◆ **Saved data entries**
· · · · · · ·

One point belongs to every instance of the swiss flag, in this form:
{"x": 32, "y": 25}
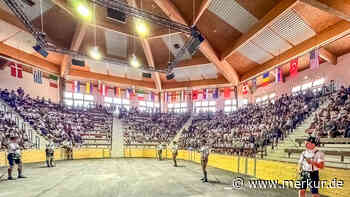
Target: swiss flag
{"x": 245, "y": 88}
{"x": 16, "y": 70}
{"x": 194, "y": 95}
{"x": 293, "y": 70}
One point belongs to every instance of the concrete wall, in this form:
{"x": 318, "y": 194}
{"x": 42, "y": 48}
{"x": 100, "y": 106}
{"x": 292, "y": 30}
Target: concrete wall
{"x": 339, "y": 73}
{"x": 27, "y": 83}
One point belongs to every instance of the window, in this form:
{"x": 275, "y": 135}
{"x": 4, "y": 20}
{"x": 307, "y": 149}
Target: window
{"x": 230, "y": 105}
{"x": 204, "y": 106}
{"x": 78, "y": 100}
{"x": 177, "y": 107}
{"x": 318, "y": 82}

· · · · · · ·

◆ **Work required**
Look through the data above and return each line where the string "every" occurs.

◆ **Expected output**
One point belongs to every instance of the swiss flag, in this form:
One point belongs to every instance of the concrete wall, in this form:
One point belongs to every instance of the window, in this form:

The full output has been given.